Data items
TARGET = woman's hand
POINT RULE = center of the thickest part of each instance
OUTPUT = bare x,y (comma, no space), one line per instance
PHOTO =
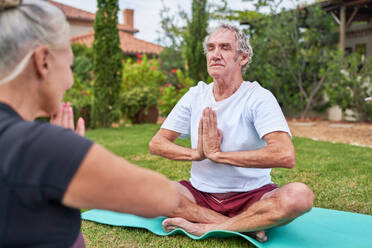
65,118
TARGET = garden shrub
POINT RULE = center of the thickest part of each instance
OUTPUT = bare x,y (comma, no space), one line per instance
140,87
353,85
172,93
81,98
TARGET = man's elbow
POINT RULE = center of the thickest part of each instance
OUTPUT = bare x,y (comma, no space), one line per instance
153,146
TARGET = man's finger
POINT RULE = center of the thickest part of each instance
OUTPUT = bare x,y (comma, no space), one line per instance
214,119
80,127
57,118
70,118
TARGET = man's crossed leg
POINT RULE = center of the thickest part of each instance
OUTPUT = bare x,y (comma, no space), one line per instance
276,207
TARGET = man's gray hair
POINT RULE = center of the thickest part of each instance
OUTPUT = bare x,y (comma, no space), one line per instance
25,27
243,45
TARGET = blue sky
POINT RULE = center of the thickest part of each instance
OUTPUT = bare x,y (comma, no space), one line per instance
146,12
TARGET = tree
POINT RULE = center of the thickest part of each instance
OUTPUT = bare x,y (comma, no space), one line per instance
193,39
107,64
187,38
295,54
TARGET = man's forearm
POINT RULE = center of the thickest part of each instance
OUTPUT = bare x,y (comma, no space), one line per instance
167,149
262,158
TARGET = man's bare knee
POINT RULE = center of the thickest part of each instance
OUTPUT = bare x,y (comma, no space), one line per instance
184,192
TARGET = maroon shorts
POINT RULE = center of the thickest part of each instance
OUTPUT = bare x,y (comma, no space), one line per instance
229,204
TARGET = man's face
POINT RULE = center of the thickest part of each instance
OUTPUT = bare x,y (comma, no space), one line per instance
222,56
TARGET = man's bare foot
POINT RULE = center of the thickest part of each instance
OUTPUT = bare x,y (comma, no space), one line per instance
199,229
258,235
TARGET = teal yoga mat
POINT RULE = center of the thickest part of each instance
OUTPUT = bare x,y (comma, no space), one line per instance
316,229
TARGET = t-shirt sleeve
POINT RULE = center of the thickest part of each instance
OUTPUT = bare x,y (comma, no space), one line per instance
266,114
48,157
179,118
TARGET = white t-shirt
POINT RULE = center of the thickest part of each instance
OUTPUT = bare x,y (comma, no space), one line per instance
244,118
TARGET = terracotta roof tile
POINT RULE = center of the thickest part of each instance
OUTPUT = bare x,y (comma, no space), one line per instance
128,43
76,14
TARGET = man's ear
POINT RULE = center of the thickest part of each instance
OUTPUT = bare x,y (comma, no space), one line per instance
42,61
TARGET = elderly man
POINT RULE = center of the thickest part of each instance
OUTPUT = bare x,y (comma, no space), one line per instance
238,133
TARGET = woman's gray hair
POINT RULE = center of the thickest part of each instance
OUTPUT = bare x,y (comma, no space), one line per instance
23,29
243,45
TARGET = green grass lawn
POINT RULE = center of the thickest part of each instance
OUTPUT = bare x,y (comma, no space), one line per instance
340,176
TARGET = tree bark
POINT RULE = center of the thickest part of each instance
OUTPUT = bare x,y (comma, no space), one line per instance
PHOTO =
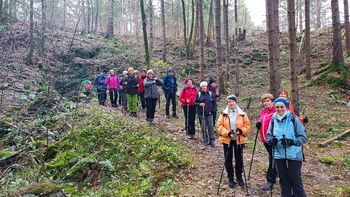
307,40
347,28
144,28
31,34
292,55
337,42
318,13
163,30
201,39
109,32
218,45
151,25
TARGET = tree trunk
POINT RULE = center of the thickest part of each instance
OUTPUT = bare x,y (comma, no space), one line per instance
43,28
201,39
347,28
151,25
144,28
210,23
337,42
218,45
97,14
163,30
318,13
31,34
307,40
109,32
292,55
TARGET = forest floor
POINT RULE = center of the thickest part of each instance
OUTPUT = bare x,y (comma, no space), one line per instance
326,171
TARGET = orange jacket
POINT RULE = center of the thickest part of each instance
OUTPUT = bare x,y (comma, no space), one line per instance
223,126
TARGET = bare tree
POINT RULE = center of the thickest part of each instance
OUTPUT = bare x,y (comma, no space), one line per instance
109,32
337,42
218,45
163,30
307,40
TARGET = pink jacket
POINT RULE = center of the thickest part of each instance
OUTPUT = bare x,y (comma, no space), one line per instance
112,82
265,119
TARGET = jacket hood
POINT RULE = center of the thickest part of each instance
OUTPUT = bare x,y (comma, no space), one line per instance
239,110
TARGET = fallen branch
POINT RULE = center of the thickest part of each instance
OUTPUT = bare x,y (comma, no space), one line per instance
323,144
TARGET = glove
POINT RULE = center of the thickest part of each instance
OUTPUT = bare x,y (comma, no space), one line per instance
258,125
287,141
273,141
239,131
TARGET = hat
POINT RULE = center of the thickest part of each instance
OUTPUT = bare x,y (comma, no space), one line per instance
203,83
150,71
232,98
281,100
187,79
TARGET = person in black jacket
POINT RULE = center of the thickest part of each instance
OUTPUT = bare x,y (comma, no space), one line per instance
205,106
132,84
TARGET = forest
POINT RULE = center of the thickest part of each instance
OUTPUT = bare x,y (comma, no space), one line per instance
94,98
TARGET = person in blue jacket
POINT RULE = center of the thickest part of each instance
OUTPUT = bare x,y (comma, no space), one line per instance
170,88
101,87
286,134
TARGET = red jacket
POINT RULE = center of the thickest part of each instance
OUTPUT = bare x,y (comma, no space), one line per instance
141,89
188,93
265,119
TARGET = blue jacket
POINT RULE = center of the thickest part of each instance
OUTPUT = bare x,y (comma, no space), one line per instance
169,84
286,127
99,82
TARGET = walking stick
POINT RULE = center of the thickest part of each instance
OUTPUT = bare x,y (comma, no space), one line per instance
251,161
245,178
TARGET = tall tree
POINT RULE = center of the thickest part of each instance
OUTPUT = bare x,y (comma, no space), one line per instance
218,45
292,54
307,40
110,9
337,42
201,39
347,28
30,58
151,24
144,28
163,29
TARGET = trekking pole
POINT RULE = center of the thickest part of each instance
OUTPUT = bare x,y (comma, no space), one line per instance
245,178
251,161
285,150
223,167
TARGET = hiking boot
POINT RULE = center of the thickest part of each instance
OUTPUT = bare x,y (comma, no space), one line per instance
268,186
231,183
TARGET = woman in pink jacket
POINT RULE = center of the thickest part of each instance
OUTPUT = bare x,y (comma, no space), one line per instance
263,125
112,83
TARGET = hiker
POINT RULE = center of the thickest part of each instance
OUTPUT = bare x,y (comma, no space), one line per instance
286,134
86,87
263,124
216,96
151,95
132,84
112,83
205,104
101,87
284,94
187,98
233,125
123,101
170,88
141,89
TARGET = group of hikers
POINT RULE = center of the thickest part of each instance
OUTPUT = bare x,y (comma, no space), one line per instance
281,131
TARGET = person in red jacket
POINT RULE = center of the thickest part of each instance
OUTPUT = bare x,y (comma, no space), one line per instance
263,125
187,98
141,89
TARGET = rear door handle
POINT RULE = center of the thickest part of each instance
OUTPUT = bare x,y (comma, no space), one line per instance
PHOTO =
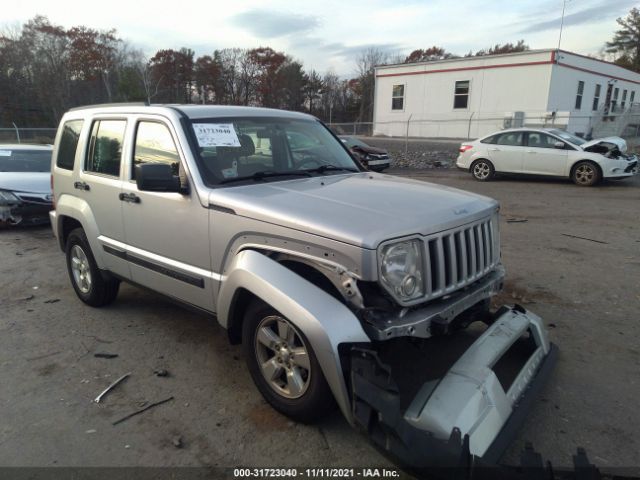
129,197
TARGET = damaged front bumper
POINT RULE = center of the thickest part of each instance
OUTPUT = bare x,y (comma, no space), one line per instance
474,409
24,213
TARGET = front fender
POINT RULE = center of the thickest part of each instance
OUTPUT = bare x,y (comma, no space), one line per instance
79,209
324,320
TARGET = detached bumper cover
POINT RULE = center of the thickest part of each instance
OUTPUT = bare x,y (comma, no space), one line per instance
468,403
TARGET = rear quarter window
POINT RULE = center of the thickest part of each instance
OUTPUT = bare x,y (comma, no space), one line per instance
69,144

## What is asked
Repeat every line of the data above word for word, leaving out the pictures.

## Written solution
TARGET = woman's hand
POINT RULE = center of the thickest part of each instance
OUTPUT = bare x,y (comma, no space), one line per instance
PHOTO =
65,118
TARGET = garden shrub
POINT RULE = center of the thickest part of each instance
OUTPUT = bare x,y (comma, no space), one line per instance
140,87
353,85
172,93
81,98
TARGET = man's elbow
POINT RULE = center of the thickest part of each instance
OUTPUT = bare x,y (comma, no space), one line per instance
153,146
TARGET = man's finger
POINT RULE = center of the thickest part of each instance
OUTPUT = bare x,y (comma, no space), one line per instance
214,119
80,127
57,118
70,118
TARGET = man's crossed leg
POINT RULE = center of the thickest part of each instance
OUTPUT = bare x,y (comma, no space), one line per instance
276,207
TARGET = man's gray hair
POINT RULE = center of the thickest part of each instance
OUTPUT = bare x,y (comma, no space), one line per instance
25,27
243,45
TARGET = blue sky
POINT RULE = center of the thickest part of each instance
OUTPUT = bare x,y (comma, no space), one line per instance
146,12
TARGET = tree
POINT RULE = center of the thickest part of each instance
OUTPUT = bare x,y (comma, no space), one line per instance
193,39
107,64
187,38
295,54
TARGET = man's forearm
POINT RULE = center of the thickest part of each instance
OUTPUT = bare x,y (comma, no space), one line per instance
167,149
262,158
TARGET = man's bare knee
POINT RULE = center of the thickest part of each instance
OUTPUT = bare x,y (comma, no space), one line per instance
184,192
TARGET = maroon shorts
POINT RULE = center of the thickest part of each instance
OUTPUT = bare x,y (comma, no space), one line per instance
229,204
TARGET = man's face
POINT RULE = center of the thickest part of each instance
OUTPUT = bare x,y (comma, no space), one line per instance
222,56
TARGET = man's bare foot
POINT RULE = center of the thickest part of each instance
OUTPUT = bare x,y (comma, no space), one line per instance
199,229
258,235
TARGET = teal yoga mat
POINT RULE = center of the thickest part of each instance
OUTPUT = bare x,y (comma, no space), one line per instance
316,229
TARGET = t-shirt sleeve
POINT RULE = center of the thickest part of each instance
OUTPUT = bare x,y (comma, no space), one line per instance
266,114
48,157
179,118
TARGET = white t-shirt
POINT RULE = center of the thickest part of each instance
OUTPUT = bare x,y (comma, no space), one line per instance
244,118
TARGET = terracotta roof tile
POINT RULE = center of the thickest part of each instance
OUTPUT = bare x,y (comma, no space), one line per instance
128,43
76,14
TARGET = man's ear
POINT RULE = center of the thickest part of each instance
OUTPUT = bare x,y (comma, no space), one line per instance
42,61
TARGET = elderly man
POINT RULE = center of the thickest part of each instance
OUTPUT = bare x,y (comma, no space), one line per instance
238,133
TARGET = woman's gray hair
POINT RULE = center of the thickest part of each instance
OUTPUT = bare x,y (comma, no space), one line per instance
23,29
243,45
TARGET = green grass lawn
POINT RULE = center of the thickest part of each instance
OUTPUT = bare x,y (comma, no space), one line per instance
340,176
TARGET = tree bark
POINT RULE = center of the thickest part of each instance
OUTPUT = bare x,y (comma, no space), one line per instance
PHOTO =
307,40
347,28
144,28
31,34
292,55
337,42
318,13
163,30
201,39
109,32
218,45
151,25
TARGET = tree trunk
POINT RULE = center of the thickest part of each instance
OUTPUT = bare x,y (comma, no space), one line per instance
43,28
201,39
347,28
151,25
144,28
210,23
337,42
218,45
97,14
163,30
318,13
31,34
307,40
109,32
292,55
TARGET = forest floor
POINT RULE = center of the thickest part of each instance
OUTPUT = bare x,y (comma, no space), one line per instance
326,171
TARGET = orange jacket
POINT RULE = center of the thickest part of each instance
OUTPUT = bare x,y (comma, no space), one line per instance
223,126
TARGET = bare tree
POINT RULE = center of the thickest part of each instance
OUTPUT = bare x,y (comma, no space), one line per instance
109,32
337,42
218,45
163,30
307,40
TARGET = pink jacket
POINT RULE = center of the thickest part of each instance
OUTPUT = bare x,y (comma, no space), one line per instance
112,82
265,119
TARGET = jacket hood
POINT RULE = center of the thickest part of each instance
OUTPUT = bare x,y (comma, no space), one line per instance
239,110
TARGET = fallen branch
POINT RULE = center of the thickest part of each instance
OUTPUT = bare x,y (comma, no space), one line per instance
323,144
TARGET = glove
POINT RULE = center of the thickest part of each instance
OUTPUT = bare x,y (comma, no space), one line per instance
258,125
287,141
273,141
239,131
TARGET = hat
POINT RULE = center of the thickest part of each instance
OUTPUT = bare x,y (comma, no space), one line per instance
203,83
150,71
232,98
281,100
187,79
TARGET = person in black jacket
POINT RULE = center of the thickest part of each instance
OUTPUT = bare x,y (comma, no space), one line per instance
205,106
132,84
TARGET = forest
POINT RULE = center of the thickest part of each instance
OUTPUT = bare x,y (comma, no space), one line per instance
94,98
TARGET = person in blue jacket
POINT RULE = center of the thickest part of each instance
OUTPUT = bare x,y (comma, no space), one line per instance
170,88
101,87
286,134
TARGET = red jacket
POINT RULE = center of the thickest part of each instance
OUTPUT = bare x,y (comma, no space), one line per instance
141,89
188,93
265,119
TARGET = blue jacket
POINT RULE = center of the thickest part of each instance
OUTPUT = bare x,y (comma, no space), one line per instance
169,84
286,127
99,82
TARGET = walking stick
POINT RULE = center of the thickest part of each instance
OUTPUT = bare x,y (comma, no space), one line per instance
251,161
245,178
TARGET = tall tree
POINT RULE = center of the thickest part of each instance
OUTPUT = bare x,y (comma, no space), one line per instance
218,45
292,54
307,40
110,9
337,42
201,39
347,28
30,58
151,24
144,28
163,29
TARGET = trekking pole
POINT RULE = center of the thickest part of each instance
OUTPUT = bare x,y (comma, no space), one line per instance
245,178
251,161
285,150
223,167
TARGET = hiking boot
POINT RULE = center of the thickest part of each instance
OUTPUT = bare x,y (comma, no space), one line per instance
268,186
231,183
TARGET = woman in pink jacket
POINT RULE = center of the thickest part of each instance
OUTPUT = bare x,y (comma, no space), one line per instance
263,125
112,83
TARGET = hiker
POINT RULE = center of the thickest part of each instance
OUTPUT = bare x,y (comma, no space), one line per instance
286,134
86,87
263,124
216,96
151,95
132,84
112,83
205,104
101,87
284,94
187,98
233,125
123,101
170,88
141,89
TARGET = group of hikers
POINT RULE = center of the thickest part of each instance
OUTPUT = bare x,y (comma, no space), one line per instance
281,131
TARGET = person in red jacket
POINT RULE = center of the thickest part of each instance
OUTPUT = bare x,y (comma, no space), one line per instance
263,125
187,98
141,89
TARGET = rear door handle
POINT RULE = center of the thickest part of each instance
OUTPUT = bare x,y (comma, no space), one line per instance
PHOTO =
129,197
TARGET = damaged front bumper
POINT RULE = center of the thickest part of each instance
OUTPUT = bare x,y (comma, no space), one line per instance
474,409
24,213
TARGET = front fender
POINT RULE = center of the thickest part of each instance
OUTPUT = bare x,y (comma, no space), one line per instance
79,209
324,320
TARGET = detached bumper cover
POINT RULE = center of the thickest part of each instance
OUTPUT = bare x,y (comma, no space), one line per instance
468,403
TARGET = rear quarter window
POINT RULE = center of the thickest part of each instance
OUTPUT = bare x,y (comma, no space), one line per instance
69,144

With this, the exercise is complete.